= RECORDED DATA =
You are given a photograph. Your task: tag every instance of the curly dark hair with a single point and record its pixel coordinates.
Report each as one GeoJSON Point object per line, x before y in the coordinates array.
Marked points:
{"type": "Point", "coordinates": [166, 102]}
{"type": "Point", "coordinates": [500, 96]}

--

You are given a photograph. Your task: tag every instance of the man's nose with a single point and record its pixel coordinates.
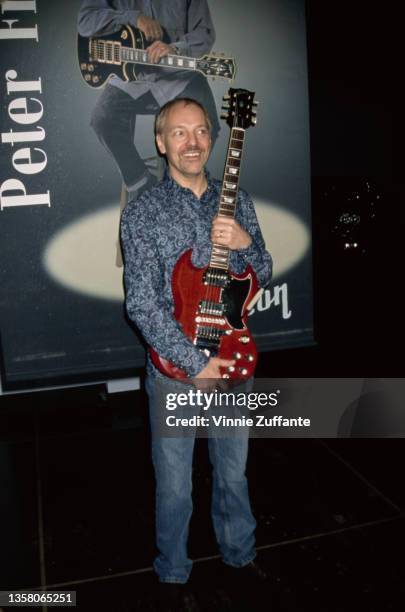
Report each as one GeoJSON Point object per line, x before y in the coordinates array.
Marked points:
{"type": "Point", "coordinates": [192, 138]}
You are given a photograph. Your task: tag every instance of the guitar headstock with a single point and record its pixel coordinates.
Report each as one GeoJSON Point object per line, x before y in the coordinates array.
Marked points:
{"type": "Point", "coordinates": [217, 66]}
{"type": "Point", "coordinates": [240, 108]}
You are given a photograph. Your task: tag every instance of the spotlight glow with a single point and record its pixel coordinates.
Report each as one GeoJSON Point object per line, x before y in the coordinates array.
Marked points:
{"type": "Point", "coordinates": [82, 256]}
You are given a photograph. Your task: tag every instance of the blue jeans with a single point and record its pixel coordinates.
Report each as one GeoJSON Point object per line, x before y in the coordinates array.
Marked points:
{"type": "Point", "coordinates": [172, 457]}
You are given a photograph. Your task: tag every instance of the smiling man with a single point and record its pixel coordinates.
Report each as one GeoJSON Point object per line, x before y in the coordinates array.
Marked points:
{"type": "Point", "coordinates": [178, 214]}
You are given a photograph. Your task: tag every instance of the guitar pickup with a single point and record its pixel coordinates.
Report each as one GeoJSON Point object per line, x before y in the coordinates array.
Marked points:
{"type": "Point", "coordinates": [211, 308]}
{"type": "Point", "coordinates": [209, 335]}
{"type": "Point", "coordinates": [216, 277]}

= WHAT IS EXPECTED =
Please filter the data above, keeping only the lines that contain the string "guitar", and copy each of those lines.

= EXPECTED OUTPUT =
You are given a photograph. Your task: tag every instance of the guitar headstock with a single point and record its pixel coordinates.
You are given a photograph. Your task: tag every instance of the guitar pickup with a single point and record its pixel coordinates.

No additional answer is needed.